- SOURCE MATERIAL -
------------------------------
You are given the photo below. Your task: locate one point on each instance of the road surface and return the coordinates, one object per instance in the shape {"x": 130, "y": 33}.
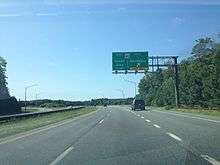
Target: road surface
{"x": 116, "y": 135}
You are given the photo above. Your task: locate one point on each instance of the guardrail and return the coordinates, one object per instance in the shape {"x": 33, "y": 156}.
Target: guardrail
{"x": 32, "y": 114}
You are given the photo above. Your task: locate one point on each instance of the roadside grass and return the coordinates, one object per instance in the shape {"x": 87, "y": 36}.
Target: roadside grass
{"x": 29, "y": 109}
{"x": 201, "y": 111}
{"x": 12, "y": 127}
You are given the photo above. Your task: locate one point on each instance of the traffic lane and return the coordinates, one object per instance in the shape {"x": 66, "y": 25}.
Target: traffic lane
{"x": 43, "y": 147}
{"x": 203, "y": 136}
{"x": 123, "y": 138}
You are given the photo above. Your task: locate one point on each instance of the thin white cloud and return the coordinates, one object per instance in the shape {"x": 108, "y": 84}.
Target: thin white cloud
{"x": 10, "y": 15}
{"x": 73, "y": 2}
{"x": 46, "y": 14}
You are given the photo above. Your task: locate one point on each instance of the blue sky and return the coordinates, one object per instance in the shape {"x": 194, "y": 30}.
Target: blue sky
{"x": 65, "y": 46}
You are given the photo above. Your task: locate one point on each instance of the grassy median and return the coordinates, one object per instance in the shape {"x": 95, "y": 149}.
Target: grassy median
{"x": 198, "y": 111}
{"x": 20, "y": 125}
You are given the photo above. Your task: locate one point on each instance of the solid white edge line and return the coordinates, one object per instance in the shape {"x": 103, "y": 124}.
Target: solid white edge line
{"x": 210, "y": 160}
{"x": 174, "y": 136}
{"x": 193, "y": 117}
{"x": 39, "y": 130}
{"x": 61, "y": 156}
{"x": 157, "y": 126}
{"x": 101, "y": 121}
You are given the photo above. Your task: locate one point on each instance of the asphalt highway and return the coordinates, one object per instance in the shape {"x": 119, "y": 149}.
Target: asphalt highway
{"x": 116, "y": 135}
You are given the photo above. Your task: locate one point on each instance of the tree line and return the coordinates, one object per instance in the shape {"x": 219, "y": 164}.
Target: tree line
{"x": 62, "y": 103}
{"x": 199, "y": 79}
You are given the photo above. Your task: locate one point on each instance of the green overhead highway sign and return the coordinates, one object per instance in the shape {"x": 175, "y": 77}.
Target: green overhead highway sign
{"x": 130, "y": 61}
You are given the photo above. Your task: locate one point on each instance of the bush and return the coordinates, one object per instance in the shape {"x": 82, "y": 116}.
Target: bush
{"x": 9, "y": 106}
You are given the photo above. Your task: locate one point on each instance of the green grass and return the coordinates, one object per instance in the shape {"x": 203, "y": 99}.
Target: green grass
{"x": 20, "y": 125}
{"x": 198, "y": 111}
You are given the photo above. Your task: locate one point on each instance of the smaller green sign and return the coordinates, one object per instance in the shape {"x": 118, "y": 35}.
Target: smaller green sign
{"x": 130, "y": 61}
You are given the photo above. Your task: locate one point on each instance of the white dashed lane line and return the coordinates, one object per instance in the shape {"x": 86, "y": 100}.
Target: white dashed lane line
{"x": 174, "y": 136}
{"x": 61, "y": 156}
{"x": 157, "y": 126}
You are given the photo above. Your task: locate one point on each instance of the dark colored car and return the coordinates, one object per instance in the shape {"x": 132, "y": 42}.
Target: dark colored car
{"x": 138, "y": 105}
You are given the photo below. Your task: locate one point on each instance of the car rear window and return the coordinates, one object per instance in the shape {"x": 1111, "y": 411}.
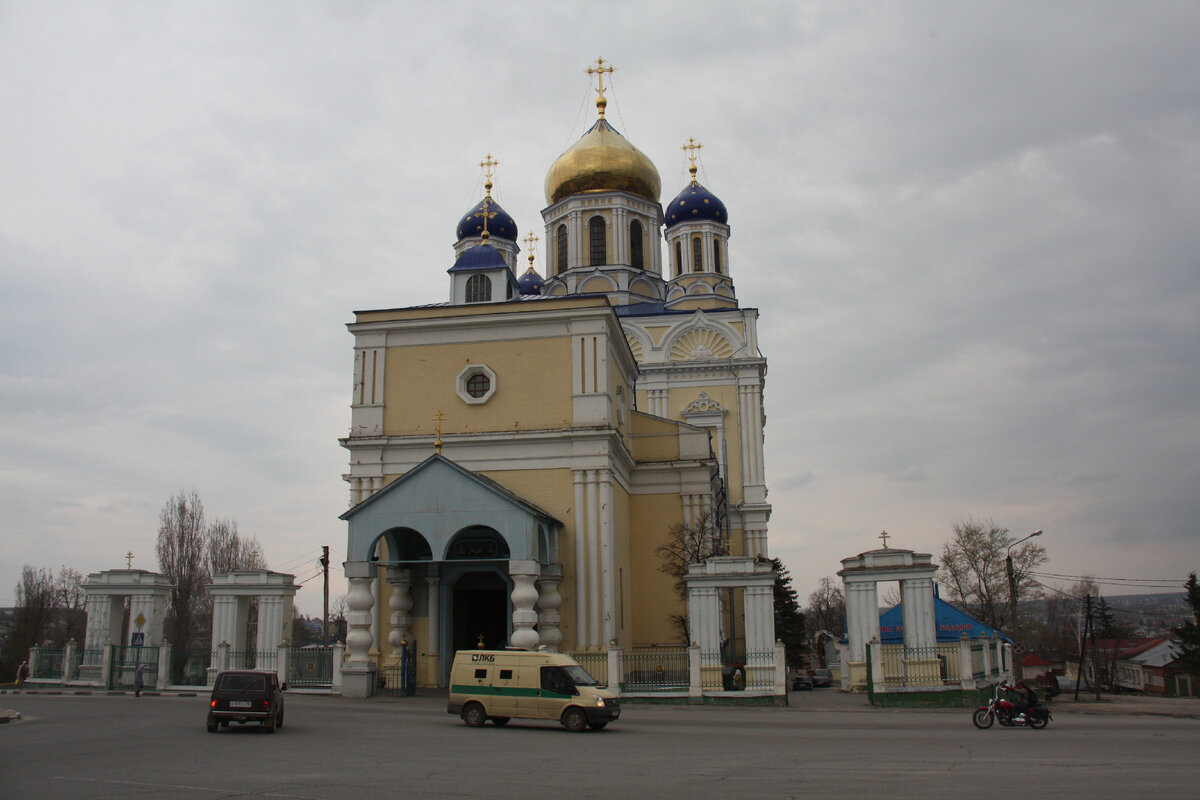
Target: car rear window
{"x": 243, "y": 683}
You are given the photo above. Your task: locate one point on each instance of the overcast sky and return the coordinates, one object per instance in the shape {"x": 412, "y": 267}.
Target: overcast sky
{"x": 971, "y": 229}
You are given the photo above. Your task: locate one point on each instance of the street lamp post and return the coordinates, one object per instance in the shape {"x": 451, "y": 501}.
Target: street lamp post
{"x": 1018, "y": 669}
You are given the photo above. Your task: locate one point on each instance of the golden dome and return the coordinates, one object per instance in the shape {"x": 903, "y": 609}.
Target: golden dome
{"x": 603, "y": 161}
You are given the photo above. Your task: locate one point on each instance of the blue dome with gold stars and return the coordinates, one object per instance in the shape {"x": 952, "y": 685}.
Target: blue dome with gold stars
{"x": 499, "y": 223}
{"x": 696, "y": 204}
{"x": 531, "y": 282}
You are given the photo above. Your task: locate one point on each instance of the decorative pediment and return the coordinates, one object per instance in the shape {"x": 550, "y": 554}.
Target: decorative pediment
{"x": 703, "y": 404}
{"x": 701, "y": 344}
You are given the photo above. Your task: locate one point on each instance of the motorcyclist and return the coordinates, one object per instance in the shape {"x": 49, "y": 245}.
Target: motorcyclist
{"x": 1026, "y": 698}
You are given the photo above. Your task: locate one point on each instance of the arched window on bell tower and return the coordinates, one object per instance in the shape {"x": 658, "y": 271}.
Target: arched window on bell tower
{"x": 561, "y": 250}
{"x": 635, "y": 245}
{"x": 479, "y": 288}
{"x": 598, "y": 241}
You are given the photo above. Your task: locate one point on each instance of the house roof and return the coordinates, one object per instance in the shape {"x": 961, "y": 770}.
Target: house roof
{"x": 951, "y": 624}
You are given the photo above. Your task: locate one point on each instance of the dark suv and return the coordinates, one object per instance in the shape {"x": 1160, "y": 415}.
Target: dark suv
{"x": 246, "y": 696}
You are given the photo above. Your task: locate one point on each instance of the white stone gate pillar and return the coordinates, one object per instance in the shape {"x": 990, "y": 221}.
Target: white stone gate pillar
{"x": 401, "y": 603}
{"x": 359, "y": 672}
{"x": 550, "y": 636}
{"x": 525, "y": 595}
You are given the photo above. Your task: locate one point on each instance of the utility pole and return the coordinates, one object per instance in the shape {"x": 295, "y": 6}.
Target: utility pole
{"x": 1018, "y": 667}
{"x": 324, "y": 615}
{"x": 1083, "y": 643}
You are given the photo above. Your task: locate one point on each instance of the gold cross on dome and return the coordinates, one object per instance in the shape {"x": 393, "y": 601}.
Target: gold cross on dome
{"x": 487, "y": 163}
{"x": 599, "y": 70}
{"x": 531, "y": 242}
{"x": 439, "y": 417}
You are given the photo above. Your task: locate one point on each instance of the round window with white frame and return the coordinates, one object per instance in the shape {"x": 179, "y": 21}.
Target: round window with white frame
{"x": 477, "y": 384}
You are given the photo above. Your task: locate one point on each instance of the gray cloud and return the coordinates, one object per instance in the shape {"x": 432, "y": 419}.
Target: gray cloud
{"x": 970, "y": 230}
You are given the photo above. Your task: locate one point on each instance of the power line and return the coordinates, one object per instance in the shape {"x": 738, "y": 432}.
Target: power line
{"x": 1149, "y": 582}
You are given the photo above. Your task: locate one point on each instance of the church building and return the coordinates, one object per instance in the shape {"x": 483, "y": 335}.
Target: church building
{"x": 519, "y": 452}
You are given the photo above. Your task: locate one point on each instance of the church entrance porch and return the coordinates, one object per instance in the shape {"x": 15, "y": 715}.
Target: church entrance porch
{"x": 479, "y": 612}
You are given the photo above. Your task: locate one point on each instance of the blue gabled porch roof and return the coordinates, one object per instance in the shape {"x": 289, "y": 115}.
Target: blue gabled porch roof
{"x": 951, "y": 624}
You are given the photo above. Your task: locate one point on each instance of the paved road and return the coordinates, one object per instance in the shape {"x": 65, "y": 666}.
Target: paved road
{"x": 102, "y": 746}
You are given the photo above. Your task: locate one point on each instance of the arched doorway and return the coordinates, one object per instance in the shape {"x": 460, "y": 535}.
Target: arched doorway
{"x": 479, "y": 600}
{"x": 480, "y": 605}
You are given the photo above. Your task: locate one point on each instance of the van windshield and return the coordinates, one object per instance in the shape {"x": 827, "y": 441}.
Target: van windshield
{"x": 580, "y": 675}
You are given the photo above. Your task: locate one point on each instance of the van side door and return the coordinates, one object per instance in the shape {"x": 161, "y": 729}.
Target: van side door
{"x": 555, "y": 693}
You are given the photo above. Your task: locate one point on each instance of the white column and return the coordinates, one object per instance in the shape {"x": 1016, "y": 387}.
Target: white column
{"x": 593, "y": 535}
{"x": 917, "y": 606}
{"x": 433, "y": 594}
{"x": 99, "y": 609}
{"x": 270, "y": 623}
{"x": 549, "y": 602}
{"x": 360, "y": 601}
{"x": 609, "y": 572}
{"x": 225, "y": 621}
{"x": 401, "y": 603}
{"x": 525, "y": 595}
{"x": 862, "y": 608}
{"x": 581, "y": 561}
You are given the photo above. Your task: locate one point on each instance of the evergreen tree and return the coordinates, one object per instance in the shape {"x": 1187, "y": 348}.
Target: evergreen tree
{"x": 789, "y": 618}
{"x": 1189, "y": 632}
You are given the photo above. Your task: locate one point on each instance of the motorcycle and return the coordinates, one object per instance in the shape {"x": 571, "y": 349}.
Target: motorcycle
{"x": 1005, "y": 711}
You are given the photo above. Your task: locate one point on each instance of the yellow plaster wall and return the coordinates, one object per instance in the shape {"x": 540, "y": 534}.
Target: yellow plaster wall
{"x": 625, "y": 570}
{"x": 654, "y": 439}
{"x": 423, "y": 379}
{"x": 652, "y": 596}
{"x": 553, "y": 492}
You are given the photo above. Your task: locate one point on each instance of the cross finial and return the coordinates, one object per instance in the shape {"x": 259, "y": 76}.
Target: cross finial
{"x": 599, "y": 71}
{"x": 531, "y": 241}
{"x": 439, "y": 417}
{"x": 487, "y": 163}
{"x": 691, "y": 148}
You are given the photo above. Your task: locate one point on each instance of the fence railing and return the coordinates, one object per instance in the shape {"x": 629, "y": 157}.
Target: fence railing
{"x": 311, "y": 666}
{"x": 595, "y": 662}
{"x": 913, "y": 666}
{"x": 49, "y": 665}
{"x": 654, "y": 669}
{"x": 253, "y": 659}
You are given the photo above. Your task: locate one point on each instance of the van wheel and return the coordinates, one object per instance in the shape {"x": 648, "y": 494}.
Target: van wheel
{"x": 474, "y": 715}
{"x": 575, "y": 721}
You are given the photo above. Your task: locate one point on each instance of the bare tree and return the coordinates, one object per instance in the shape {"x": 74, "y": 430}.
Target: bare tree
{"x": 37, "y": 602}
{"x": 687, "y": 545}
{"x": 183, "y": 551}
{"x": 975, "y": 575}
{"x": 228, "y": 549}
{"x": 826, "y": 612}
{"x": 72, "y": 603}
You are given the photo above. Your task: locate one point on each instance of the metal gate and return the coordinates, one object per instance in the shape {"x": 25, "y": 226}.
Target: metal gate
{"x": 311, "y": 667}
{"x": 400, "y": 680}
{"x": 126, "y": 661}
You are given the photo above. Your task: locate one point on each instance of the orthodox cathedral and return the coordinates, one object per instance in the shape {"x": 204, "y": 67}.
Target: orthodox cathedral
{"x": 519, "y": 453}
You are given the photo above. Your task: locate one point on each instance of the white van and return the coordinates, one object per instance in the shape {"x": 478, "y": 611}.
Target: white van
{"x": 499, "y": 685}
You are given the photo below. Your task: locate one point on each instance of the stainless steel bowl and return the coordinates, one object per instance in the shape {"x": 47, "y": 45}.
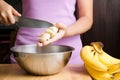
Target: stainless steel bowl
{"x": 45, "y": 60}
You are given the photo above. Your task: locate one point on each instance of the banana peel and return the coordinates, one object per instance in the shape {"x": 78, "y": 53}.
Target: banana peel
{"x": 99, "y": 64}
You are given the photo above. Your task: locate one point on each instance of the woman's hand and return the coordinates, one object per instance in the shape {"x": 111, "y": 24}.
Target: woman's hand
{"x": 7, "y": 13}
{"x": 60, "y": 34}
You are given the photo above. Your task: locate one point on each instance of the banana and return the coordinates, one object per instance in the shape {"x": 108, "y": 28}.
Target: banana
{"x": 98, "y": 75}
{"x": 117, "y": 76}
{"x": 103, "y": 56}
{"x": 44, "y": 37}
{"x": 99, "y": 64}
{"x": 52, "y": 31}
{"x": 90, "y": 57}
{"x": 49, "y": 33}
{"x": 115, "y": 68}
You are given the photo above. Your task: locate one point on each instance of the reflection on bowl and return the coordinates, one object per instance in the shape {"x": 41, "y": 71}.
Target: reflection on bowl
{"x": 45, "y": 60}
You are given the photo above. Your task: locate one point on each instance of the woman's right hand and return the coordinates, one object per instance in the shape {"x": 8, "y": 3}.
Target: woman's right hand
{"x": 7, "y": 13}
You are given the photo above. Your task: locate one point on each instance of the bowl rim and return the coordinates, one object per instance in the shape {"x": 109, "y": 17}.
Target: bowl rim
{"x": 50, "y": 53}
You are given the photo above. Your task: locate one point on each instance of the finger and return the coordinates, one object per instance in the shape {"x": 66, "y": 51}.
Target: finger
{"x": 4, "y": 18}
{"x": 11, "y": 18}
{"x": 15, "y": 13}
{"x": 61, "y": 26}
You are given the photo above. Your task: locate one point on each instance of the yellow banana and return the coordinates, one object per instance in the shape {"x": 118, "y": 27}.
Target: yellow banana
{"x": 114, "y": 68}
{"x": 98, "y": 75}
{"x": 117, "y": 76}
{"x": 103, "y": 56}
{"x": 49, "y": 33}
{"x": 90, "y": 57}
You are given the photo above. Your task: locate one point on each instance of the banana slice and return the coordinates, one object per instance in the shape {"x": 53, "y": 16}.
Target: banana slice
{"x": 49, "y": 33}
{"x": 52, "y": 31}
{"x": 44, "y": 37}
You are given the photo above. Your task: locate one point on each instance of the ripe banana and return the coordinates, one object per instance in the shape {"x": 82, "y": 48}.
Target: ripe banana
{"x": 99, "y": 64}
{"x": 103, "y": 56}
{"x": 115, "y": 68}
{"x": 49, "y": 33}
{"x": 90, "y": 57}
{"x": 117, "y": 76}
{"x": 98, "y": 75}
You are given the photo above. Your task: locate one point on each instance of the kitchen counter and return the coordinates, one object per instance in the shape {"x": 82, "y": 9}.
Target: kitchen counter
{"x": 70, "y": 72}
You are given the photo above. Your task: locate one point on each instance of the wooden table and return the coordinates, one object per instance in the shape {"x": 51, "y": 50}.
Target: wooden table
{"x": 70, "y": 72}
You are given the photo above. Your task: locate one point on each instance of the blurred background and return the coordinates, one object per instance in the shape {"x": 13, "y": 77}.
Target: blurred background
{"x": 106, "y": 28}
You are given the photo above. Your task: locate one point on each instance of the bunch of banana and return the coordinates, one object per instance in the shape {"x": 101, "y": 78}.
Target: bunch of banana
{"x": 49, "y": 33}
{"x": 99, "y": 64}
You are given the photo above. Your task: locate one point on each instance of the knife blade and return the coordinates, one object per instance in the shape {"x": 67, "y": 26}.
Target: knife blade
{"x": 31, "y": 23}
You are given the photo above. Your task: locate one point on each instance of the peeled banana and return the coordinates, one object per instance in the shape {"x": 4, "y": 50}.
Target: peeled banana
------------------------------
- CHALLENGE -
From the line containing "of the ripe" to the last line of the material, please quote every line exactly and only those.

- CORRECT ANSWER -
You are given the photo above. Your task: locate one point on each instance of the ripe banana and return the coordinates, one object per instance in the shape {"x": 82, "y": 48}.
Target: ripe banana
{"x": 99, "y": 64}
{"x": 103, "y": 56}
{"x": 115, "y": 68}
{"x": 49, "y": 33}
{"x": 90, "y": 57}
{"x": 117, "y": 76}
{"x": 98, "y": 75}
You are given the photo above. Your task: locate one point on each instance of the kitchen counter and return the coordinates, one object per instance in the shape {"x": 82, "y": 9}.
Target: kitchen counter
{"x": 70, "y": 72}
You are given the photo above. Your task: locate one point on each instance of the wooden table and return the coordinates, one object per instance in the shape {"x": 51, "y": 50}.
Target: wooden table
{"x": 70, "y": 72}
You are given the photo above. Your task: locate one point on each instance of the blurred background and return the coordinates, one object per instance in the shape {"x": 13, "y": 77}.
Target: blurred background
{"x": 106, "y": 28}
You are given the photo above. Your task: locate one point on each instance of the bunch of banana and return the coordinates, one object per instance in the shape {"x": 101, "y": 78}.
Target: bunch of banana
{"x": 49, "y": 33}
{"x": 99, "y": 64}
You are given the photo above. Your task: locate one point on each instance of the knife blade and return the coordinates, one object per instance in the shape {"x": 67, "y": 26}.
Target: knife blade
{"x": 31, "y": 23}
You are given the photo above. Your task: locate one point on each instance of the peeled banana and return the coordinates, one object per instance in the shape {"x": 4, "y": 50}.
Target: peeled banana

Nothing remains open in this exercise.